____ EXCERPTED RECORDS

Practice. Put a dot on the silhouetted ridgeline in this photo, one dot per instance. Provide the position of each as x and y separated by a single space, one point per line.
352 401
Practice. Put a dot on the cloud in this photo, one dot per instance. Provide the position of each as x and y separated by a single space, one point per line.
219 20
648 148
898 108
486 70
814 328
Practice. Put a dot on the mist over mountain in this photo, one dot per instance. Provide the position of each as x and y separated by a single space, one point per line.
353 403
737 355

________

▶ **WHAT YOU ARE ASKED TO DO**
Could you restate every entry above word for word?

▶ **TASK ANSWER**
Practice. Put a dot on the silhouetted ridgeline in this photo, one dot per instance. Provide the position of each as x and y separated by a single space, one point per line.
352 401
Practice. Put a dot on the cloud in this photo, one dot per instance. Provide the position of each as x and y separated by a single space, one point per line.
219 20
648 148
898 108
486 70
814 328
Practice. Put a dot on the mist over mountain in this photo, one dot per instance. Provide the position of each as x and y separated by a single space, one point per line.
353 403
737 355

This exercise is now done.